··· PROVIDED DATA ···

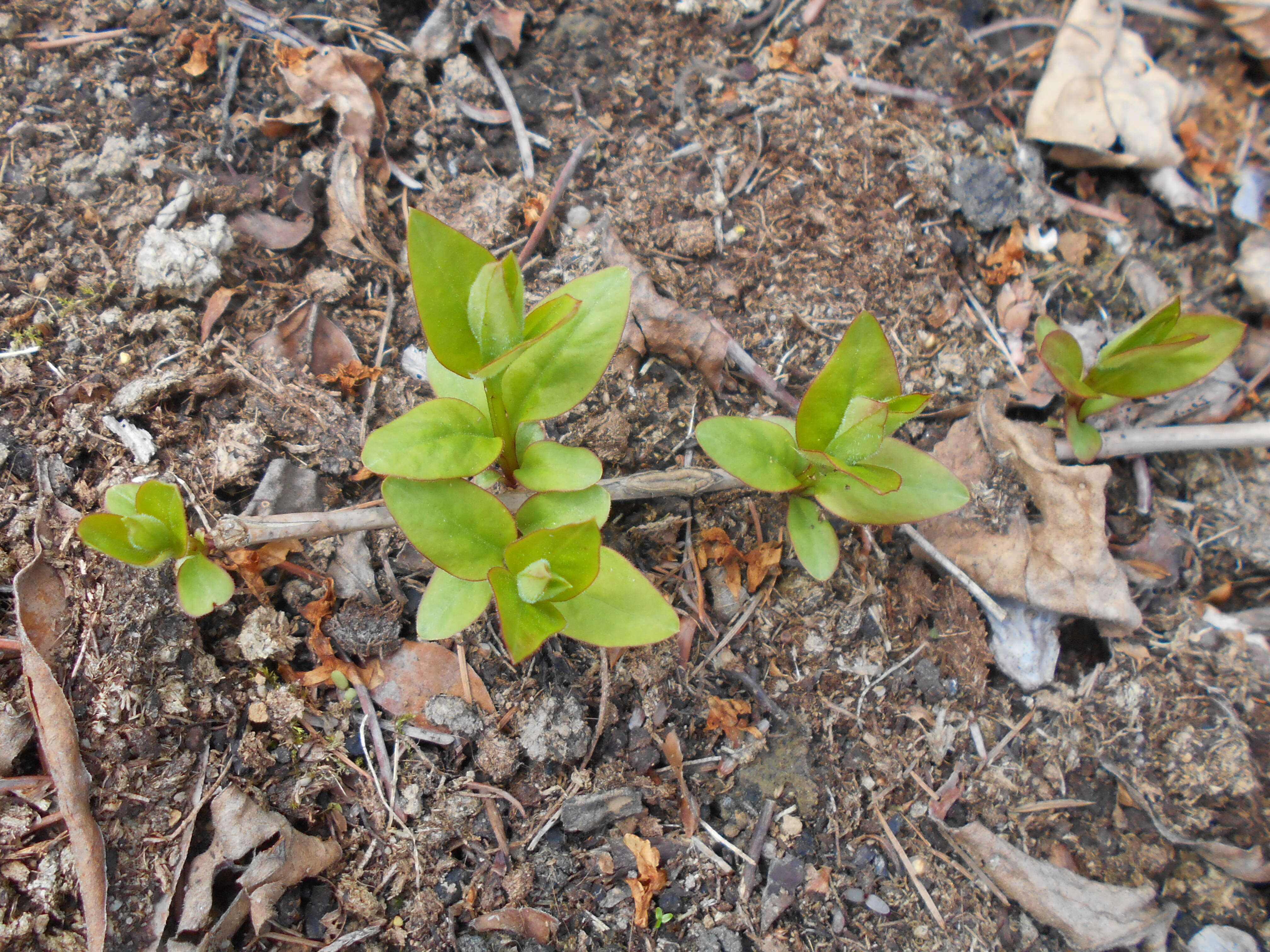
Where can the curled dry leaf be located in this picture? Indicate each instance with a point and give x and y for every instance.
(651, 879)
(1091, 916)
(420, 671)
(41, 602)
(1060, 563)
(1101, 92)
(531, 923)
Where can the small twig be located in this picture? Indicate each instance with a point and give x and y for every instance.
(78, 38)
(523, 139)
(369, 405)
(864, 692)
(604, 704)
(755, 688)
(540, 226)
(908, 867)
(756, 847)
(983, 598)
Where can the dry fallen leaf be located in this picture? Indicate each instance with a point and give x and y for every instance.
(1101, 92)
(41, 604)
(530, 923)
(1061, 562)
(1091, 916)
(651, 879)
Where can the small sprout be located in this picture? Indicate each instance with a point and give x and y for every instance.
(1165, 351)
(145, 525)
(498, 372)
(840, 452)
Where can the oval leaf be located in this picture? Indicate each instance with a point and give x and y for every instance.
(548, 466)
(444, 267)
(759, 452)
(1062, 359)
(201, 586)
(928, 489)
(572, 552)
(441, 440)
(620, 609)
(813, 537)
(548, 511)
(108, 534)
(863, 365)
(459, 526)
(450, 605)
(525, 626)
(558, 371)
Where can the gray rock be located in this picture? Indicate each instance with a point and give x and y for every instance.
(556, 730)
(591, 812)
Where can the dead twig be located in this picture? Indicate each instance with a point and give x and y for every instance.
(523, 138)
(540, 226)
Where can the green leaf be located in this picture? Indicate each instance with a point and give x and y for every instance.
(441, 440)
(863, 365)
(123, 499)
(108, 535)
(162, 501)
(1085, 440)
(571, 552)
(1154, 329)
(450, 605)
(1062, 359)
(525, 626)
(860, 432)
(879, 479)
(928, 489)
(444, 267)
(489, 315)
(813, 537)
(201, 586)
(1164, 367)
(448, 384)
(548, 511)
(620, 609)
(459, 526)
(759, 452)
(526, 434)
(564, 365)
(548, 466)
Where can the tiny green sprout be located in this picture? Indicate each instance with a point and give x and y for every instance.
(840, 452)
(1165, 351)
(145, 525)
(497, 374)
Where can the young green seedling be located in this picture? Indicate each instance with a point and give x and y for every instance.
(498, 372)
(1165, 351)
(840, 452)
(145, 525)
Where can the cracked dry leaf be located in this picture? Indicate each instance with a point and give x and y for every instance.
(1091, 916)
(651, 878)
(1103, 101)
(1060, 563)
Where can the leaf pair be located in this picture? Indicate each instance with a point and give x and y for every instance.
(554, 578)
(840, 452)
(145, 525)
(1165, 351)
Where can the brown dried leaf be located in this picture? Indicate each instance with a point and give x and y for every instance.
(417, 672)
(1060, 563)
(530, 923)
(41, 602)
(1091, 916)
(651, 880)
(271, 230)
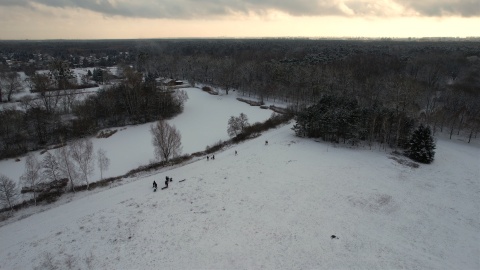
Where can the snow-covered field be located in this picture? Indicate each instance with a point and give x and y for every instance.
(272, 206)
(203, 122)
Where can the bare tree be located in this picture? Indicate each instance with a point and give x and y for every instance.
(82, 154)
(103, 161)
(66, 165)
(8, 191)
(10, 83)
(166, 140)
(51, 168)
(32, 175)
(237, 124)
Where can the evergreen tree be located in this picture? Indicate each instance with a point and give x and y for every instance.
(421, 146)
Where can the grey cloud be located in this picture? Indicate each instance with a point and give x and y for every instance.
(205, 9)
(464, 8)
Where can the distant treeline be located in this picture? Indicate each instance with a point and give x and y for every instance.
(389, 84)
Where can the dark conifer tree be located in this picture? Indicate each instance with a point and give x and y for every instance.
(421, 146)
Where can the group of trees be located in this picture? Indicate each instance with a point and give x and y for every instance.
(74, 162)
(342, 118)
(134, 100)
(436, 83)
(58, 111)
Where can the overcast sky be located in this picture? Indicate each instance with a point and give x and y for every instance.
(99, 19)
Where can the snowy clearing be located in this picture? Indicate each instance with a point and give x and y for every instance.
(272, 206)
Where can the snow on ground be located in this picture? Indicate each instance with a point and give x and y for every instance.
(203, 122)
(271, 206)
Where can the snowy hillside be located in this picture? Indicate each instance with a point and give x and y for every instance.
(272, 206)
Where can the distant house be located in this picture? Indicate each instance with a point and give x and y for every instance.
(169, 82)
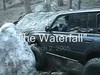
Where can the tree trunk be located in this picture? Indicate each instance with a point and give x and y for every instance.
(27, 6)
(4, 4)
(70, 6)
(60, 3)
(79, 4)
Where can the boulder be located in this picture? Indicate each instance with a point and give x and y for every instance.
(16, 58)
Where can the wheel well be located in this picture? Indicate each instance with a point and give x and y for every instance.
(92, 55)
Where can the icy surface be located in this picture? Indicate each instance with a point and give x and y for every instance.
(16, 58)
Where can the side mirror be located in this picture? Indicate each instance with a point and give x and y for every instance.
(48, 28)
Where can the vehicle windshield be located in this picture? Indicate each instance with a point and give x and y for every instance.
(77, 22)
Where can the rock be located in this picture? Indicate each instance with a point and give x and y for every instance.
(16, 58)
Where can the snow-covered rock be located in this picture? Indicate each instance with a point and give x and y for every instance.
(16, 58)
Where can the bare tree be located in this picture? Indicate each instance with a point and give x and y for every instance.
(60, 3)
(27, 6)
(79, 4)
(4, 4)
(70, 6)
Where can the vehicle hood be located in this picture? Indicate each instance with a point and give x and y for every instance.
(36, 21)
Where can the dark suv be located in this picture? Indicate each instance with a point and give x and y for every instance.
(74, 35)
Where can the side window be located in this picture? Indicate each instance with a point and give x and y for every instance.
(98, 22)
(61, 24)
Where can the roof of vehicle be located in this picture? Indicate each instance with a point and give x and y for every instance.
(38, 21)
(80, 11)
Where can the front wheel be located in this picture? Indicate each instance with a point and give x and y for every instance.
(92, 67)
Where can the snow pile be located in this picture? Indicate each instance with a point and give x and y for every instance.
(16, 58)
(36, 21)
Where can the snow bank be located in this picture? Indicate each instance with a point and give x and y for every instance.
(16, 58)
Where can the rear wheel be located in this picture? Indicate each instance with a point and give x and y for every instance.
(92, 67)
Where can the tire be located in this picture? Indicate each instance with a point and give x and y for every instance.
(92, 67)
(38, 57)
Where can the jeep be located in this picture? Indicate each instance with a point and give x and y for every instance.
(74, 35)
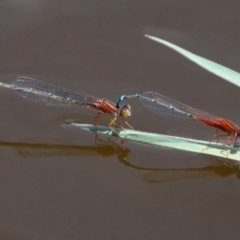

···

> YOUR TASK
Without including any pictures, print each record exactly.

> OUTPUT FOR THIS EXERCISE
Where can the curled dry leaf be located in this picture? Indicate each instance with a point and give x and y for every instance.
(651, 879)
(1091, 916)
(420, 671)
(41, 602)
(1060, 563)
(1101, 92)
(531, 923)
Where can the small twig be located in this picture? Indicate each instance with a point and give x and y for every instance.
(78, 38)
(523, 139)
(369, 405)
(864, 692)
(604, 704)
(755, 688)
(540, 226)
(908, 867)
(756, 847)
(983, 598)
Where can the dry fallen leaf be located in this picture? Indicate each instance with a point and give x and y for every instance.
(1101, 92)
(41, 604)
(530, 923)
(1061, 562)
(1091, 916)
(651, 879)
Where can the small sprout be located in this picture? Indicate each instance with a point and give x and y for every instance.
(1165, 351)
(145, 525)
(498, 372)
(840, 452)
Where can the oval leaf be located in this picture? Indicate each instance with a point and give x and y for every instance.
(548, 466)
(444, 267)
(759, 452)
(1062, 359)
(201, 586)
(928, 489)
(572, 552)
(441, 440)
(620, 609)
(813, 537)
(548, 511)
(108, 534)
(863, 365)
(459, 526)
(450, 605)
(525, 626)
(558, 371)
Where can the gray rock be located in this picture? Indicate each instance with a point and give x and y for every instance.
(556, 730)
(591, 812)
Where can the dead twig be located in this picture? Indicate each instance with a point and give x and y for every instance.
(523, 138)
(540, 226)
Where can the green leaf be located in this picture? Indicate each instance with a point and give x and y for every instance.
(441, 440)
(863, 365)
(123, 499)
(108, 535)
(162, 501)
(1085, 440)
(571, 552)
(1154, 329)
(450, 605)
(1062, 359)
(525, 626)
(860, 432)
(879, 479)
(928, 489)
(444, 267)
(489, 315)
(813, 537)
(201, 586)
(1164, 367)
(448, 384)
(548, 511)
(620, 609)
(459, 526)
(759, 452)
(526, 434)
(564, 365)
(548, 466)
Where can the tiny green sprout be located in this picture? Indicate each instance with a point and give x and y for every instance.
(840, 452)
(1165, 351)
(145, 525)
(497, 374)
Where can the young green seedling be located in this picture? Indicate each instance with a point and give x and y for every instance.
(498, 372)
(1165, 351)
(840, 452)
(145, 525)
Where can the cracked dry leaf be located in this picture? Indicate each instance with a point and give x and y for every instance.
(1091, 916)
(651, 878)
(1103, 101)
(1060, 563)
Where can the leaf pair be located in this picture? Indicate each instance with a point and give x and y for every instance.
(554, 578)
(840, 452)
(145, 525)
(1165, 351)
Where can the brown dried leaf be located in this picture? Indicate each instance with a point and give x and y for every instance.
(417, 672)
(1060, 563)
(530, 923)
(41, 602)
(1091, 916)
(651, 880)
(271, 230)
Where can the snow-covered field be located in this picture? Indicate each instance with a point and give x and y for every instance.
(272, 206)
(203, 122)
Where can the bare tree be located in this picture? Indicate each instance with a point and give x and y for every instance.
(82, 154)
(103, 161)
(66, 165)
(8, 191)
(10, 83)
(166, 140)
(51, 168)
(32, 175)
(237, 124)
Where can the evergreen tree be located in this picture? Indicate each instance with a point and give x and y for every instance.
(421, 146)
Where can the grey cloud be located in this picture? Indicate each instance with a point and give x and y for every instance.
(205, 9)
(464, 8)
Where can the distant treeline be located in this picture? Indicate each instance with a point and give x and y for every instance.
(389, 84)
Where can the dark conifer tree be located in this picture? Indicate each instance with a point and give x and y for every instance.
(421, 146)
Where can the group of trees be located in this picture? Indicate each instance with a point and give x and y for every instance.
(74, 162)
(342, 118)
(134, 100)
(436, 83)
(58, 111)
Where can the overcast sky be located in this picture? Indicate each instance with a point and give x and y for every instance.
(99, 19)
Where can the snowy clearing be located in this picture? Indicate each instance with a point and give x and y for every instance.
(272, 206)
Where can the snow on ground be located in this picture? Indicate each instance with a point and give x and y for every instance.
(203, 122)
(271, 206)
Where can the snowy hillside be located in this picture? Indicate each instance with a point and give x and y for every instance.
(272, 206)
Where can the distant house be located in this picture? Indicate each instance with a point and give x and y for every instance.
(169, 82)
Where can the tree trunk be located in this picture? Indicate each instance with a point and give x and y for every instance.
(27, 6)
(4, 4)
(70, 6)
(60, 3)
(79, 4)
Where can the boulder be located in this picture? Indicate each instance with a point and give x and y for every instance.
(16, 58)
Where can the wheel well be located in this picture? Indicate each instance with a point and give x and y for every instance.
(92, 55)
Where can the icy surface be located in this picture? Indicate each instance with a point and give x and y for every instance.
(16, 58)
Where can the side mirror be located in this picture? Indicate each instance with a point and give x and y for every instance.
(48, 28)
Where can the vehicle windshield be located in this picture? Indicate each instance with a point and give x and y for every instance.
(77, 22)
Where can the rock be located in this picture? Indicate each instance with a point and give x and y for every instance.
(16, 58)
Where can the snow-covered rock be located in this picture? Indicate each instance with a point and give x and y for every instance.
(16, 58)
Where can the bare tree be located in this picture? Indicate each instance with a point and give x and y for every instance.
(60, 3)
(27, 6)
(79, 4)
(4, 4)
(70, 6)
Where can the vehicle hood be located in this picture? Indicate each instance with a point and give x and y for every instance.
(36, 21)
Where can the dark suv be located in this picture? Indicate each instance with a point and give x and y for every instance.
(74, 35)
Where can the side window be located in this picture? Indicate each instance with a point and give x and y for every instance.
(98, 22)
(61, 24)
Where can the roof of vehicle be located in this picture? Indicate each instance with a point and give x and y for every instance.
(38, 21)
(80, 11)
Where can the front wheel be located in this picture? Indicate each instance with a point and give x and y for every instance.
(92, 67)
Where can the snow pile be located in this picture? Indicate each instance with a point and give x and y for every instance.
(16, 58)
(36, 21)
Where can the snow bank be located in this picture? Indicate each instance with a point and give x and y for every instance.
(16, 58)
Where can the rear wheel be located in this picture? Indicate each instance with a point and give x and y for every instance.
(92, 67)
Where can the tire be located in this picture? Indicate each instance with a point and give x and y for every instance.
(92, 67)
(38, 57)
Where can the jeep be located in this picture? Indicate each instance with a point and give x and y for every instance.
(74, 35)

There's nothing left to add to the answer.